(Work required)
Count the lines in the data below that contain the string "shirt" and give only that number.

(Given data)

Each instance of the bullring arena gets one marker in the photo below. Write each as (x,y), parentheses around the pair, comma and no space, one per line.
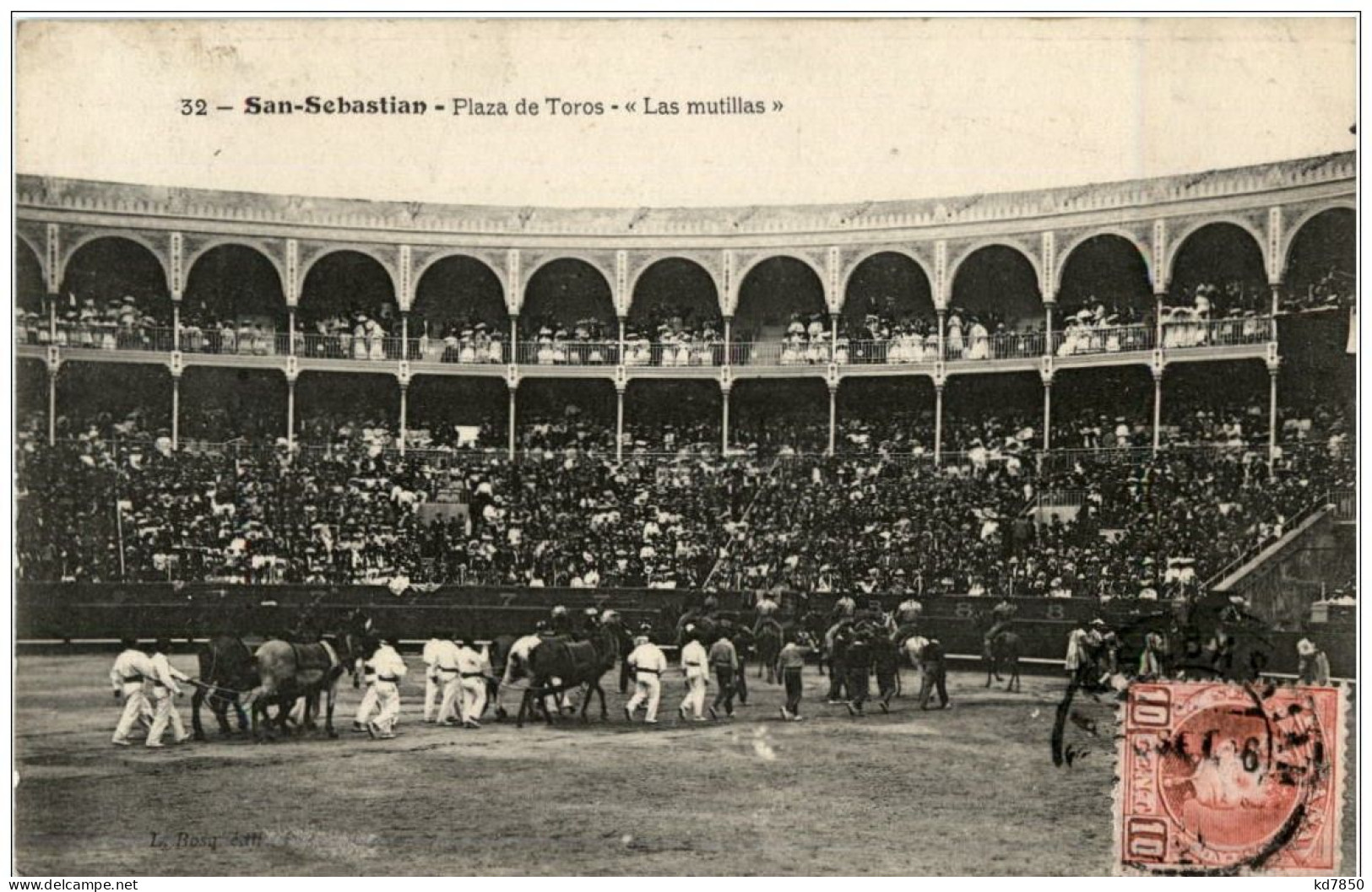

* * *

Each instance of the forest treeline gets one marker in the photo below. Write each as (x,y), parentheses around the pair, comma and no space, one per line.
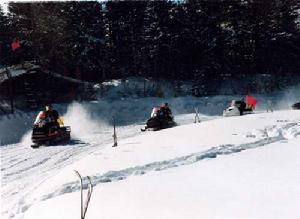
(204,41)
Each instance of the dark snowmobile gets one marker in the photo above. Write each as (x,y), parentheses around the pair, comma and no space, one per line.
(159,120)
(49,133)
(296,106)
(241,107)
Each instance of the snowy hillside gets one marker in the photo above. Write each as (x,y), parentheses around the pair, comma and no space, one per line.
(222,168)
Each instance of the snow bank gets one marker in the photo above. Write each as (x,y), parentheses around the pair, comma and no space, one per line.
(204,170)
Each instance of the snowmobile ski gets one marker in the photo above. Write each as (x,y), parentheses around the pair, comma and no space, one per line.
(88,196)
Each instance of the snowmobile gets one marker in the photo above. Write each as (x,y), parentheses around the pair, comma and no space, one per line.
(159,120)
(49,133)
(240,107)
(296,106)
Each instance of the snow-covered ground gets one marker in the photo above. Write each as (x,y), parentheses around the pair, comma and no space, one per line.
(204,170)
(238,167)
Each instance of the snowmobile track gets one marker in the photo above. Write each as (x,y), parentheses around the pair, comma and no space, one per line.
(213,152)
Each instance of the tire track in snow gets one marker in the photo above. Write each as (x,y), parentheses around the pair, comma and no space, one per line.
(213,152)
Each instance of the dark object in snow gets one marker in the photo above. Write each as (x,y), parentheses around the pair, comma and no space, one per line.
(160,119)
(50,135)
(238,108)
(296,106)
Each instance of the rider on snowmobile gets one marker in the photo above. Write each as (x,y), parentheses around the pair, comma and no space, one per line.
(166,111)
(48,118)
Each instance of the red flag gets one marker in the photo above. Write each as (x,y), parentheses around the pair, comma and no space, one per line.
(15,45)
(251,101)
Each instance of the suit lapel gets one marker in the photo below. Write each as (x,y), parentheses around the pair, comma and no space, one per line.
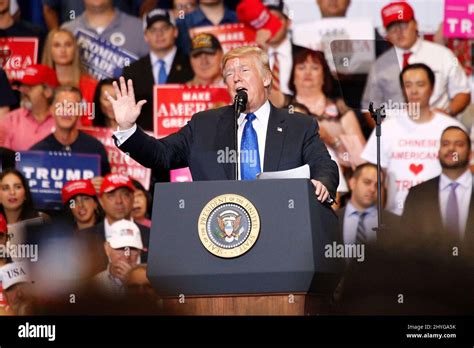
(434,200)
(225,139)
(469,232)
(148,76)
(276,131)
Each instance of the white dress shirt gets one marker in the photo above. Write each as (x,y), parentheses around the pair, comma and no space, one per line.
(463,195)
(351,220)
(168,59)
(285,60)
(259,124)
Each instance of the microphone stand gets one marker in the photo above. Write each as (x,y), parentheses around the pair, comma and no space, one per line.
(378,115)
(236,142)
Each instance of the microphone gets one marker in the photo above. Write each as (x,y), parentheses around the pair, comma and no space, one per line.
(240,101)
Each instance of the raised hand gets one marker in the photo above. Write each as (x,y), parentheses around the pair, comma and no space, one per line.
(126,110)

* * *

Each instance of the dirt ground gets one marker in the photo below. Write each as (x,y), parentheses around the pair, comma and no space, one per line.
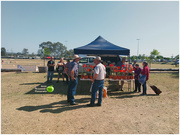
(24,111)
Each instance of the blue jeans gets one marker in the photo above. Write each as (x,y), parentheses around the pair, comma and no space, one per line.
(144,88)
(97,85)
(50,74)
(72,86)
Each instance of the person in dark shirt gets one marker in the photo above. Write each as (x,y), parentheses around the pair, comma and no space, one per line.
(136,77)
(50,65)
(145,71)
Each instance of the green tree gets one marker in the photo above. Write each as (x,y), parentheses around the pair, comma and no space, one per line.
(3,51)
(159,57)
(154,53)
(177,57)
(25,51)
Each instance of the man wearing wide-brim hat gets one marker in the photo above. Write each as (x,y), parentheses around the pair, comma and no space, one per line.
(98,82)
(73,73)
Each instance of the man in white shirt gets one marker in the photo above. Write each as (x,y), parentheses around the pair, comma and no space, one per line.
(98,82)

(The response)
3